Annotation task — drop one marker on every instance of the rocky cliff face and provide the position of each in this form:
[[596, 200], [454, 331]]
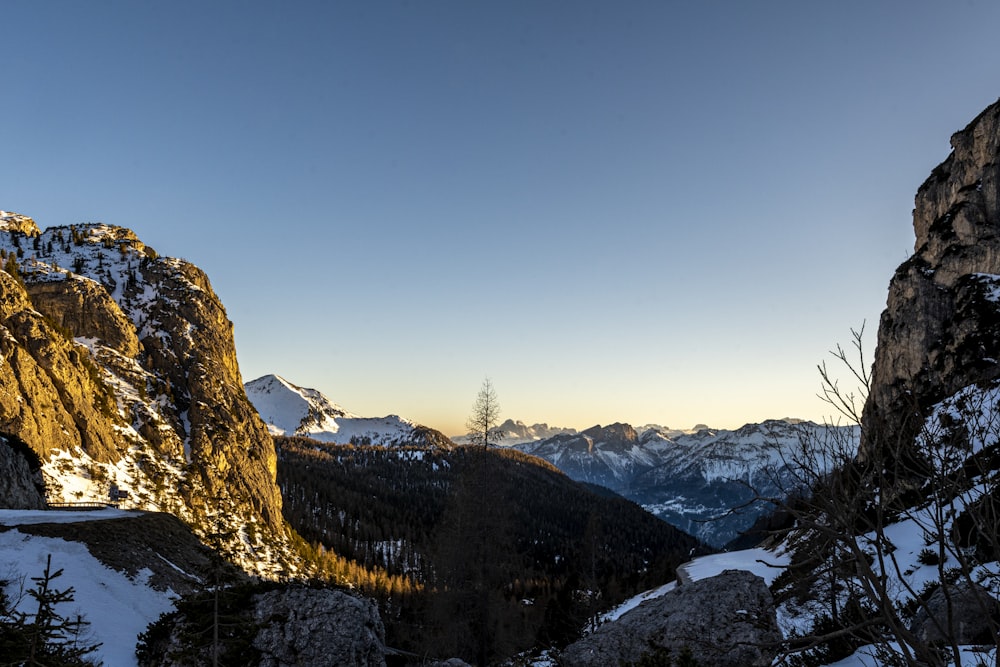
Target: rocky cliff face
[[21, 485], [940, 330], [119, 369]]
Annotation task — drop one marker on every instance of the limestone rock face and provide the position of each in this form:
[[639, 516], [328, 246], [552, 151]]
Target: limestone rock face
[[322, 628], [85, 308], [726, 621], [21, 485], [54, 399], [118, 368], [939, 330]]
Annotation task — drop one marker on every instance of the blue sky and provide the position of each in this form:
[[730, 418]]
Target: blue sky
[[643, 211]]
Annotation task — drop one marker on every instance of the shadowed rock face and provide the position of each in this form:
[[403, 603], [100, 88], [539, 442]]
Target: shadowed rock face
[[725, 621], [21, 485], [318, 627], [939, 331]]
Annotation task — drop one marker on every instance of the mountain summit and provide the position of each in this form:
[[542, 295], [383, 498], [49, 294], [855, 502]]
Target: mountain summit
[[289, 409]]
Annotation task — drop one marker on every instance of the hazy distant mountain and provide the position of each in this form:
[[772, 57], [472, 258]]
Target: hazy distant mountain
[[289, 409], [687, 479]]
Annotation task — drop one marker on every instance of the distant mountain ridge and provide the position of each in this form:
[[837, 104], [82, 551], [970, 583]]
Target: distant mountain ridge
[[690, 480], [291, 410]]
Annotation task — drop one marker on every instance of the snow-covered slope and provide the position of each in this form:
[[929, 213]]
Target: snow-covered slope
[[691, 480], [289, 409], [116, 606]]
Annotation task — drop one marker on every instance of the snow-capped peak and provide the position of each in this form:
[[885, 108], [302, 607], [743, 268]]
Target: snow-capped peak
[[289, 409]]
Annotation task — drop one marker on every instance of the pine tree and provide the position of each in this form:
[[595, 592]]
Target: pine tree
[[45, 638]]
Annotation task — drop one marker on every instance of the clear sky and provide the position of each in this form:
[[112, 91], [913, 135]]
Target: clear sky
[[635, 211]]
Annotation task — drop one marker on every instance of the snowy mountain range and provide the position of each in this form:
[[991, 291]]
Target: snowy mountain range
[[691, 480], [289, 409]]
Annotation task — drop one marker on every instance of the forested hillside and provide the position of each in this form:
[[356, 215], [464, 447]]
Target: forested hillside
[[471, 552]]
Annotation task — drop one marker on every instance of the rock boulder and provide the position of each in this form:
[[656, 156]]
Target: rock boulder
[[725, 621]]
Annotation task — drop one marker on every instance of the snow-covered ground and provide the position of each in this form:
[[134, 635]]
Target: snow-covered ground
[[117, 608], [26, 517], [762, 562]]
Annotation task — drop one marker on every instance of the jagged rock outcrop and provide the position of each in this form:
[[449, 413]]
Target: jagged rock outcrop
[[118, 367], [940, 330], [725, 621], [21, 485], [54, 398], [321, 628]]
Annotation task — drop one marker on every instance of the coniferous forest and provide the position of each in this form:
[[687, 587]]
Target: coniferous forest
[[471, 552]]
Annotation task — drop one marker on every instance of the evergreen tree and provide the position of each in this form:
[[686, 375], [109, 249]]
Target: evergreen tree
[[45, 638]]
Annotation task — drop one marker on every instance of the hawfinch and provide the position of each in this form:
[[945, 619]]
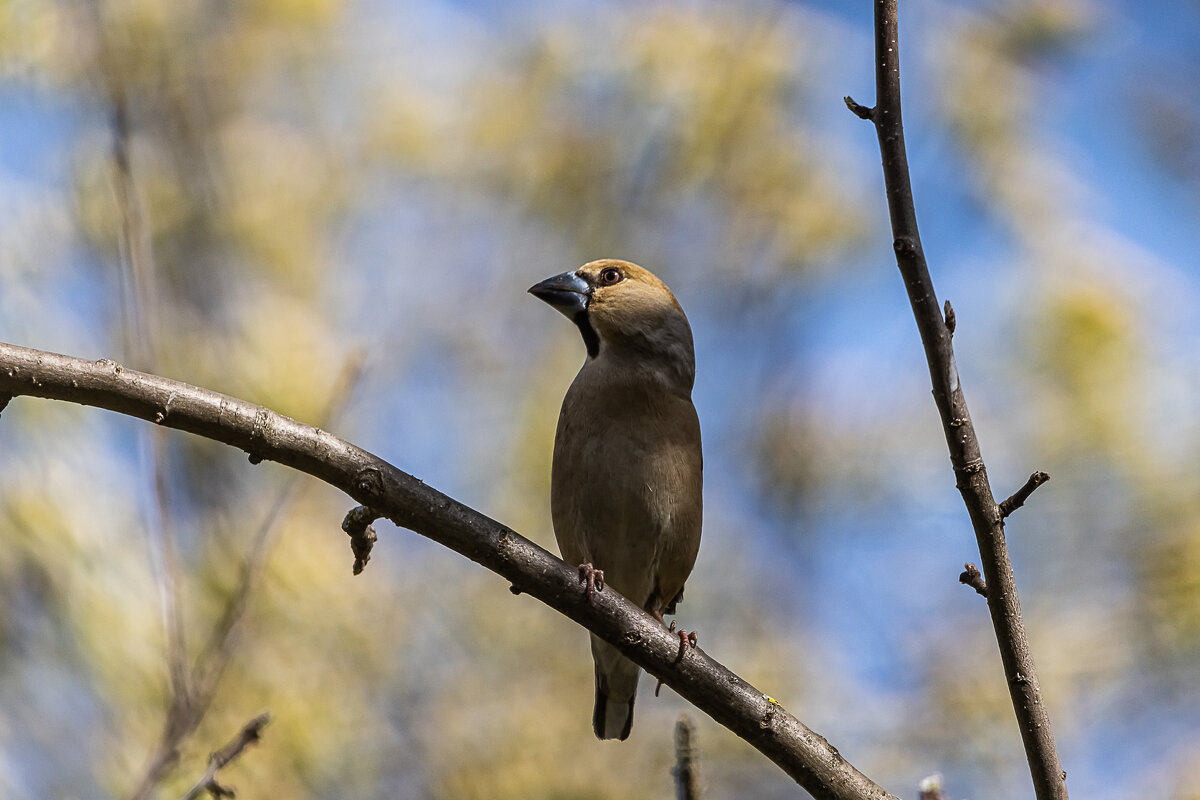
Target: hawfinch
[[625, 483]]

## GIVEN REQUEST
Can you rewrite all the records above with "drop one marker" replaced by "place a single marker", changing nothing else and leaving out the pictures?

## TASK ANSWER
Annotation task — place a single marker on every instance of the rocky cliff face and provide the position of each in this form:
[[596, 200], [454, 331]]
Target: rocky cliff face
[[21, 485], [940, 330], [119, 369]]
Annotation task — place a single marker on every instance of the limestone rock face and provide the position of each in this form:
[[639, 516], [328, 246], [552, 151]]
Target: limestone rock face
[[322, 628], [85, 308], [726, 621], [21, 485], [54, 399], [118, 368], [939, 330]]
Annotation task — place a single marker on every instance of the blue sky and provide the position of each in this form:
[[730, 418]]
Target: blue sky
[[643, 211]]
Annotation task — place a single marker on every instance of the shadowed rock face and provide the position of each in this form:
[[403, 603], [100, 88], [539, 442]]
Target: shadowed rock face
[[725, 621], [21, 485], [318, 627], [939, 331]]
Annotation task — place a single marker on every instance of the mountain summit and provide the position of each in this form:
[[542, 295], [383, 498], [49, 294], [855, 502]]
Target: mountain summit
[[289, 409]]
Annotation task — place a single marker on every instance of the hazy distant mountain and provide the position of each in this form:
[[772, 57], [472, 258]]
Target: hazy distant mountain
[[289, 409], [687, 479]]
Annotation task — place a single marker on every instance of the distant mountain ridge and provide the position of each in this form:
[[837, 104], [82, 551], [970, 583]]
Target: distant mountain ridge
[[690, 480], [291, 410]]
Annotation task — place a single marker on every instance of the snow-covered slope and provide the position of each in this form:
[[929, 213]]
Target: snow-covered slope
[[691, 480], [289, 409], [116, 606]]
Annotation task — place a single marker on every instance of the snow-capped peak and provide the position of each in this form:
[[885, 108], [302, 607], [743, 268]]
Target: snow-capped peak
[[289, 409]]
Annotation task — place a single marker on every instance of the pine tree and provide the position of each in this form:
[[595, 592]]
Target: pine tree
[[45, 638]]
Annotation task — place a single marker on every instance of the clear sky and provide the position of each in this form:
[[112, 91], [913, 135]]
Target: clear sky
[[635, 211]]
Annotation task — place a single marker on every instance of the snowy mountain range and provide the position of each in this form:
[[991, 291]]
Target: snowy mountain range
[[691, 480], [289, 409]]
Annotation task — place a single marker on every instance of the forested hillside and provide the position of each in this form:
[[356, 215], [464, 447]]
Target: forested hillside
[[471, 552]]
Annotation task — place a single marker on every instance of the rock boulder and provide the position of each in this form:
[[656, 156]]
Target: rock boulder
[[725, 621]]
Annotation task — place a single marker on every instance of the snow-covered ground and provide the position of each in this form:
[[134, 635]]
Target: snow-covered ground
[[117, 608], [26, 517], [762, 562]]
Annotation task — place a single marker on every instance of the jagged rock outcrop and provide the position of each in this form:
[[449, 413]]
Target: jagged rock outcrop
[[118, 367], [940, 330], [725, 621], [21, 485], [54, 398], [321, 628]]
Annotation task — place a single marker on every instance of the coniferous forest and provide the position of each in this form:
[[687, 587]]
Target: coniferous forest
[[471, 552]]
Annotation task — place a single marker on every instance of the evergreen tree and provide the position of each in this form:
[[686, 375], [109, 249]]
Target: evergreen tree
[[45, 638]]
Annotation task — place a single marker on every instance of the hawfinch and provide the position of each in this form:
[[945, 619]]
Target: hawfinch
[[625, 483]]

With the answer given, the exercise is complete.